Tasks to complete:
1. In the SEO interview, why does Guzman see developing your own product or service as the best option for monetizing a site?
2. Rewrite everything from "Zeta Interactive's Hugo" down to "of each role?" in the SEO interview, substituting "advisory work" for "consulting".
3. Answer these questions about the SEO interview:
(a) What company is Hugo Guzman with?
(b) According to Guzman, how much does it cost to get started building a website?
(c) The emergence of what two things suggests an opportunity for hyper-niche, location-based website development?

Text:
One of the great things about SEO is that it allows you to see many lenses on business that you can't normally see with most other professions (outside of perhaps something in high finance or management consulting anyhow). One day you are building a bootstrapped business from scratch wondering when it will make its first Dollar, and the next day your on the phone with McKinsey consultants or an executive from a fortune 500 company talking strategy.
Zeta Interactive's Hugo Guzman is one of the the folks in the SEO industry who has a broad experience set which perhaps eclipses my own, as he has done virtually everything. And so I recently interviewed him...
You run some of your own sites, have done some private SEO consulting, I believe you may have done some in house SEO for a while, and are now deep into the bowels of the SEO agency world. What are the best and worst parts of each role?
Great question! Here’s my take based on personal experience in each role.
Running your own site(s)
Best Thing: That feeling of unbridled entrepreneurism. I’ve always felt that website building is sort of like the new real estate development, only anybody can do it and it costs less than $100 to get started (if you know what you’re doing). The other great thing about running your own site(s) is the ability to cut out on time wasting and bureaucracy. There’s no need for filling out corporate approval paperwork or sitting through useless meetings or conference calls, so you can focus in on building content, building links, building databases, and building relationships.
Worst Thing: The cold hard reality of monetization. There used to be a day when paid links could easily bankroll early development until you got other revenue streams to a point of sustainability, but that well has dried up to a certain extent. Affiliate revenue and Adsense are both viable but take time to develop, especially if SEO is the main source of traffic, so like you, I believe that the best option is to cut out the middle man and develop a product/service of your own that fills a specific niche need at a fair price. I think that the emergence of FourSquare and Twitter localization suggests a strong opportunity for hyper-niche, location-based website development. You don’t have to be the best in the world at a specific thing in order to be successful. Just be the best in your locale or region.

Data section:
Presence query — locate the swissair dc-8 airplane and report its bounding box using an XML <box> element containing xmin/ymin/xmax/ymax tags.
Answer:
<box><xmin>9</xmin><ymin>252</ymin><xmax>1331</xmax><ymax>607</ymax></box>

In response:
1. Paid links, which once funded early development, are no longer a dependable source of money. Affiliate revenue and Adsense are viable but take time to develop, especially when SEO is the main source of traffic. Guzman therefore favors cutting out the middle man with a product or service that fills a specific niche need at a fair price.

2.
Zeta Interactive's Hugo Guzman is one of the the folks in the SEO industry who has a broad experience set which perhaps eclipses my own, as he has done virtually everything. And so I recently interviewed him...
You run some of your own sites, have done some private SEO advisory work, I believe you may have done some in house SEO for a while, and are now deep into the bowels of the SEO agency world. What are the best and worst parts of each role?

3.
(a) Zeta Interactive.
(b) Less than $100, if you know what you're doing.
(c) FourSquare and Twitter localization.